● **WRITTEN INSTRUCTION**: Reproduce the items below, substituting "indented" for every "pretty-printed" and leaving everything else unchanged.

● **MATERIAL FOR THIS EXERCISE**:
+ + + + +
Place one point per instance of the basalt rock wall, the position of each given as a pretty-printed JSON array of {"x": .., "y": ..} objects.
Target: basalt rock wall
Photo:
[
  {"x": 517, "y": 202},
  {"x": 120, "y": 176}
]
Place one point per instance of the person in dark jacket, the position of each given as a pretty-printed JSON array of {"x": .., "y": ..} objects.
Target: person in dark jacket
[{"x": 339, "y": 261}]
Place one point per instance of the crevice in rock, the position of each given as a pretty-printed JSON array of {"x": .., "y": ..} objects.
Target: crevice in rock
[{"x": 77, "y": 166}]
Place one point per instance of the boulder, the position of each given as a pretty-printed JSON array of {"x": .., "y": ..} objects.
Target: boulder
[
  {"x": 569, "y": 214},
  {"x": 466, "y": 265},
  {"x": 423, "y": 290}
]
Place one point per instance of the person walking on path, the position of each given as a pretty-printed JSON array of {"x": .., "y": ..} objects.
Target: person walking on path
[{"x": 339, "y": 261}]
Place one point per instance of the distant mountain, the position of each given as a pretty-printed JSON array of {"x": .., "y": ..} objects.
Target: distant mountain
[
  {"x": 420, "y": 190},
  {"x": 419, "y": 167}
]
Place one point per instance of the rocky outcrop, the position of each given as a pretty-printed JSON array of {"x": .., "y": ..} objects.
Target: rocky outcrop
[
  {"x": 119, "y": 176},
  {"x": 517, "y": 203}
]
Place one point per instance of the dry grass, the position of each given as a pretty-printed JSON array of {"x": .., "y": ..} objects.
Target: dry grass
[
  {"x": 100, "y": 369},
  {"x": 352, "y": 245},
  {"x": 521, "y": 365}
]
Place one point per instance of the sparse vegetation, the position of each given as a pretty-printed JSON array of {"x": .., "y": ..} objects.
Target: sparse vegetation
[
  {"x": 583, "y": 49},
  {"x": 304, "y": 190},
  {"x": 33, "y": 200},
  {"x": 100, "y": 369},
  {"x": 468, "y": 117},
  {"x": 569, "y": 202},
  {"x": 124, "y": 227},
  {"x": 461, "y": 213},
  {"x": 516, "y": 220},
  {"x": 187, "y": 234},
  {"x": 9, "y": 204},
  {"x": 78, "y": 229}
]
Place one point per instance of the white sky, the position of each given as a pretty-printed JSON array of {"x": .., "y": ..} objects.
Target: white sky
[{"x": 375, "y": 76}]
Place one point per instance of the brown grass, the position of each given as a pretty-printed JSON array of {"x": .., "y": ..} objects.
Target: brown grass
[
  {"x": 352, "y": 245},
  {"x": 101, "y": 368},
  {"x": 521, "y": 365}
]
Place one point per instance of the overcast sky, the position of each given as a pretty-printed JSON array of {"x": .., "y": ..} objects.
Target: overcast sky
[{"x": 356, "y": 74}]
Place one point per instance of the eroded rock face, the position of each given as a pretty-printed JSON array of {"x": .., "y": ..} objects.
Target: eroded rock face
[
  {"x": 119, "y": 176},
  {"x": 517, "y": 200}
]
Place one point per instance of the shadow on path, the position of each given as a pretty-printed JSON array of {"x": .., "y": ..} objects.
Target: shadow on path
+ + + + +
● **PROBLEM SOLUTION**:
Place one point per instance of the basalt rock wall, the position of each given as a indented JSON array of {"x": .., "y": ..} objects.
Target: basalt rock wall
Photo:
[
  {"x": 517, "y": 202},
  {"x": 120, "y": 176}
]
Place one point per instance of the person in dark jacket, the position of each given as a indented JSON array of {"x": .., "y": ..} objects.
Target: person in dark jacket
[{"x": 339, "y": 261}]
Place one point per instance of the crevice in rock, the position of each given as a indented JSON array of {"x": .., "y": ..} objects.
Target: crevice in rock
[{"x": 77, "y": 166}]
Place one point per instance of the boulder, the position of each given as a indented JSON array of {"x": .., "y": ..} objects.
Target: boulder
[
  {"x": 569, "y": 214},
  {"x": 466, "y": 265},
  {"x": 423, "y": 290}
]
Place one point per instance of the person walking on path, the position of each given as a indented JSON array of {"x": .., "y": ..} objects.
Target: person walking on path
[{"x": 339, "y": 261}]
Place one point per instance of the distant mountain, the position of each given as a indented JSON array of {"x": .., "y": ..} objects.
Target: distant mountain
[
  {"x": 420, "y": 190},
  {"x": 419, "y": 167}
]
Place one point per instance of the rocky outcrop, the position of each given as a indented JSON array of {"x": .., "y": ..} objects.
Target: rocky outcrop
[
  {"x": 119, "y": 176},
  {"x": 517, "y": 203}
]
Place one point per instance of the dry grass, the position of each given as a indented JSON array of {"x": .., "y": ..} objects.
Target: dry grass
[
  {"x": 100, "y": 369},
  {"x": 352, "y": 245},
  {"x": 521, "y": 365}
]
Place one point per instance of the sparse vegetation, the position of each given as a indented JSON array of {"x": .., "y": ..} objects.
Target: sparse vegetation
[
  {"x": 583, "y": 49},
  {"x": 304, "y": 190},
  {"x": 33, "y": 200},
  {"x": 100, "y": 369},
  {"x": 468, "y": 117},
  {"x": 569, "y": 202},
  {"x": 124, "y": 227},
  {"x": 461, "y": 213},
  {"x": 516, "y": 220},
  {"x": 187, "y": 234},
  {"x": 9, "y": 204},
  {"x": 78, "y": 229}
]
Place one point per instance of the white sky, the position of each given as a indented JSON array of {"x": .., "y": ..} objects.
Target: white sky
[{"x": 375, "y": 76}]
Place one point per instance of the brown grass, the position of each given as a indented JSON array of {"x": .., "y": ..} objects.
Target: brown grass
[
  {"x": 352, "y": 245},
  {"x": 101, "y": 368},
  {"x": 521, "y": 365}
]
Place one point per instance of the overcast sky, the position of each given as a indented JSON array of {"x": .., "y": ..} objects.
Target: overcast sky
[{"x": 356, "y": 74}]
Place one point per instance of the eroded rock face, the position of each given as a indented JSON array of {"x": .., "y": ..} objects.
Target: eroded rock face
[
  {"x": 119, "y": 176},
  {"x": 517, "y": 200}
]
Place one point per instance of the shadow on path, the position of each given as a indented JSON array of {"x": .., "y": ..} objects.
Target: shadow on path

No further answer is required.